• [TEXT BLOCK]:
»»

Addis Ababa, Sept 11 (ABC): Renewed conflict in the north, a crippling drought and stubbornly high inflation: Ethiopians rang in their new year on Sunday with little to celebrate. At a livestock market in the capital Addis Ababa, traders and visitors alike bemoaned the various crises confronting Africa’s second most populous nation. “As you can see now, everything is expensive.
If there was peace it wouldn’t be like this,” trader Endashew Denekew told on Saturday, the eve of the new year holiday known as Enkutatash. “The peace situation that you see and hear in different places is not good. People stayed at home and didn’t come to the market and bring their livestock.” Fighting broke out last month between Prime Minister Abiy Ahmed’s forces and the Tigray People’s Liberation Front (TPLF), shattering a five-month truce that had raised hopes of a peaceful resolution to the nearly two-year war.
“The heightened level of conflict and fragility in Ethiopia is of great concern,” the World Bank said in a gloomy report on Ethiopia published on September 8. “Multiple conflicts combined with historic drought and other shocks have severely impacted millions of Ethiopians, jeopardising the economic and social development progress the country has achieved in recent years.”
The UN’s emergency response OCHA earlier this month described the humanitarian situation in Ethiopia as “dire”, with 20 million people nationwide in need of assistance because of conflict as well as climatic shocks such as prolonged drought and seasonal floods. With a population of 115 million, Ethiopia has been one of the world’s fastest-growing economies over the past 15 years, according to the World Bank.

««

• [ENTRIES PROVIDED]:
»»

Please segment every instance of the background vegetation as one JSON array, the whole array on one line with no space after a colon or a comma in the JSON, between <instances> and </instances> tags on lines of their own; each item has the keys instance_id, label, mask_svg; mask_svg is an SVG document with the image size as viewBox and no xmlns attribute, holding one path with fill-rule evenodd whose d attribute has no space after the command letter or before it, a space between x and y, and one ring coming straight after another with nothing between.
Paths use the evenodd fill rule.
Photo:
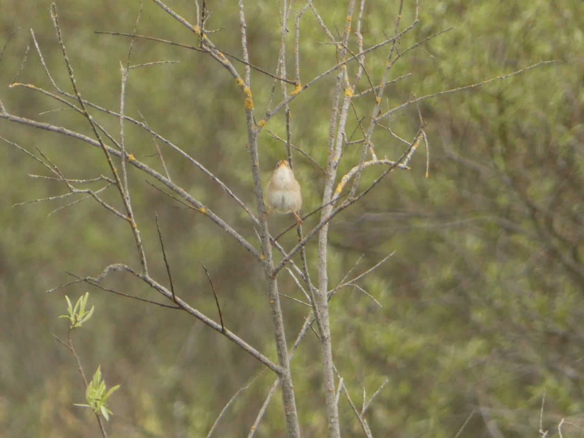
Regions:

««
»»

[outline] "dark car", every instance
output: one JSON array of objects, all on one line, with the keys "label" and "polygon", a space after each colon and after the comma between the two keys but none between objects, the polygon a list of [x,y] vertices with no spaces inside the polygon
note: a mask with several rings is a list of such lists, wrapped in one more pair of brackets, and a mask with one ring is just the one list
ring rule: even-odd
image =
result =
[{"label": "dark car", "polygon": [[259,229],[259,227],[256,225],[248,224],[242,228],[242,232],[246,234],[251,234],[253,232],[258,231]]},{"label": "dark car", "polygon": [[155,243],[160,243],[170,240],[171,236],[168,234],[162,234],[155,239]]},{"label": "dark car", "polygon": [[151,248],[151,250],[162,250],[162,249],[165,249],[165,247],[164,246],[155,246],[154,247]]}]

««

• [WORK REQUEST]:
Transcribe the part of the report on Ethiopia's new year that starts with "Addis Ababa, Sept" and goes on through "everything is expensive.".

• [RESPONSE TO THIS EXERCISE]:
Addis Ababa, Sept 11 (ABC): Renewed conflict in the north, a crippling drought and stubbornly high inflation: Ethiopians rang in their new year on Sunday with little to celebrate. At a livestock market in the capital Addis Ababa, traders and visitors alike bemoaned the various crises confronting Africa’s second most populous nation. “As you can see now, everything is expensive.